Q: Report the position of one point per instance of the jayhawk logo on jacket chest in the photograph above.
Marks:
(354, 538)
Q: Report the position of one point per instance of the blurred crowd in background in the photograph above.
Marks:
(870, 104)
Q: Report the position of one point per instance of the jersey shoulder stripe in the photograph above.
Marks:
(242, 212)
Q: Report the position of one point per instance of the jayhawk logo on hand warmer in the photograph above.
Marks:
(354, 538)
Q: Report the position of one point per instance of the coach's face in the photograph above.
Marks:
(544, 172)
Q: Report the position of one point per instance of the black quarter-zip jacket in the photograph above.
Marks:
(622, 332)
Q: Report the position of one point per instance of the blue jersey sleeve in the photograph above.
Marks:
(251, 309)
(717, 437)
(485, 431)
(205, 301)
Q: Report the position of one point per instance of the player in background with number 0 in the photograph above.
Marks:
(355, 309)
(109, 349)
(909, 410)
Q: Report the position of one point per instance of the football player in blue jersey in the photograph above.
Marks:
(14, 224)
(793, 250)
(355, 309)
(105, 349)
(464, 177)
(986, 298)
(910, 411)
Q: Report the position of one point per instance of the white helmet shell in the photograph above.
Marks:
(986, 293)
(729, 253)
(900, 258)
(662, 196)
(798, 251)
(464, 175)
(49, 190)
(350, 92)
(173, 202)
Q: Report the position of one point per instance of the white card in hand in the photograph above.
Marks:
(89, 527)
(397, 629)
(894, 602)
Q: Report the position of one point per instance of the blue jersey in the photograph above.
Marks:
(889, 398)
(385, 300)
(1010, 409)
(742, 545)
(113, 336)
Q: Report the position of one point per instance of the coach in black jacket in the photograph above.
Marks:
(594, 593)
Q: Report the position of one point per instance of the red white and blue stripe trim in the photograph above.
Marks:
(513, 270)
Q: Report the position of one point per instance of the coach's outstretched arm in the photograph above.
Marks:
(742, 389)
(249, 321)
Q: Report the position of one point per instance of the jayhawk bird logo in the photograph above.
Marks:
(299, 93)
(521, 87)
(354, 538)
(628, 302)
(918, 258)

........

EXERCISE PROMPT:
Rewrite the data above, changing every "photograph" to "image" and leaving everything else unchanged.

TASK SOLUTION:
Q: Report the position of one point per instance of the jayhawk logo on jacket chest in the image above.
Marks:
(354, 538)
Q: Report the position of one point per instance of the blurred crowd in background in the image above.
Marks:
(870, 104)
Q: Report the position of one point per instance of the jersey shoulder stripe in the image above.
Marks:
(242, 212)
Q: Report the position of one point per instance of the jayhawk logo on hand warmer in the image above.
Marks:
(354, 538)
Q: Report the position of one point per instance of the coach's face in the image above.
Marks:
(544, 172)
Q: Report the position of one point per instance of the black quarter-zip jacket in the image above.
Marks:
(622, 332)
Q: Report the position of one point per instance of the blue jersey sleeve in the image above.
Marks:
(251, 309)
(717, 437)
(485, 431)
(205, 301)
Q: Report the position of one point per instance of the player in background with number 0 in the image above.
Marks:
(355, 309)
(109, 349)
(909, 410)
Q: Report the position of one point per instance of the football player in blue jersey in the image above.
Marks:
(14, 224)
(793, 250)
(355, 309)
(105, 349)
(464, 177)
(986, 298)
(910, 411)
Q: Report the position of one point per instance of the white helmet shell in the image above.
Marks:
(986, 293)
(729, 253)
(900, 258)
(662, 196)
(798, 251)
(464, 175)
(49, 190)
(350, 92)
(173, 202)
Q: Report the position of one point per instance of the white card in hand in the image above.
Marks:
(89, 527)
(397, 629)
(894, 602)
Q: Report the position of one point per instance of the blue jersey in the image above.
Marks:
(889, 398)
(385, 300)
(1010, 409)
(742, 545)
(113, 336)
Q: Report the position of one point per instance of the coach in black jacket in the image above.
Marks:
(594, 593)
Q: Report the position of one point per instance of the red white and blue stripe trim in the image above.
Marks:
(513, 270)
Q: Report the position of one point per instance of the coach's outstretched arm in the image above.
Marks:
(742, 389)
(249, 321)
Q: Report the position of one point per instance of the jayhawk bird logo in the image above.
Marks:
(299, 93)
(521, 87)
(354, 538)
(628, 302)
(918, 258)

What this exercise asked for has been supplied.